Prompt
The expected answer is the data below, printed verbatim without its pictures.

Record extracts
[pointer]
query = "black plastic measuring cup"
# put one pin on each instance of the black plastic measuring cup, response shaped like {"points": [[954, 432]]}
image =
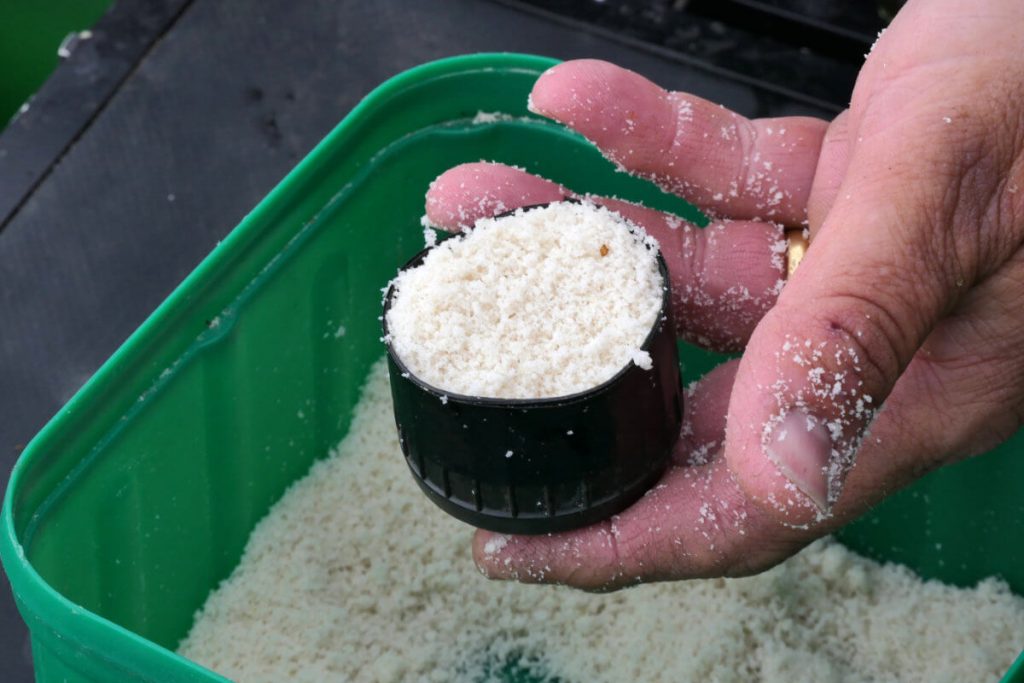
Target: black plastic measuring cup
{"points": [[545, 465]]}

Expected output
[pointer]
query = "black plastic measuring cup"
# put one pin on each instance of the black plastic measuring cup, response shaped like {"points": [[954, 432]]}
image =
Target: black plastic measuring cup
{"points": [[545, 465]]}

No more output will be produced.